**Exercise requirements**
Each line from the one with "M 279 277 L 168 239 L 118 315 L 255 383 Z" to the final line of the data must be reproduced exactly, and no other line may appear.

**Material provided**
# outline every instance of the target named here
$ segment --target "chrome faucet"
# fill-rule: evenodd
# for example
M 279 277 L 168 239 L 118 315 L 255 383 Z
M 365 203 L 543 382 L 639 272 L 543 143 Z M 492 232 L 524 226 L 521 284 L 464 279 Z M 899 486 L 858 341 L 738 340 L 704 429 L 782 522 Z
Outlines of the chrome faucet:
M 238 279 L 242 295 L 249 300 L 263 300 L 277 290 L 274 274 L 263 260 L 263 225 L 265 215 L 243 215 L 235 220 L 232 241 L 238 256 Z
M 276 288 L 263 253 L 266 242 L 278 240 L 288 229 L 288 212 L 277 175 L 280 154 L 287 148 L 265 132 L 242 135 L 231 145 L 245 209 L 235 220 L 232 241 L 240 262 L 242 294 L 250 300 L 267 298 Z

**Output of the task**
M 279 277 L 168 239 L 118 315 L 255 383 Z
M 365 203 L 543 382 L 639 272 L 543 143 Z M 492 232 L 524 226 L 521 284 L 464 279 Z M 899 486 L 858 341 L 738 340 L 704 429 L 782 522 Z
Outlines of the chrome faucet:
M 238 279 L 242 295 L 249 300 L 263 300 L 277 290 L 274 274 L 263 260 L 263 225 L 265 215 L 243 215 L 235 220 L 232 241 L 238 256 Z
M 276 288 L 263 253 L 266 242 L 278 240 L 288 229 L 288 212 L 277 175 L 280 154 L 287 148 L 265 132 L 242 135 L 231 145 L 245 209 L 235 220 L 232 241 L 240 262 L 242 294 L 250 300 L 267 298 Z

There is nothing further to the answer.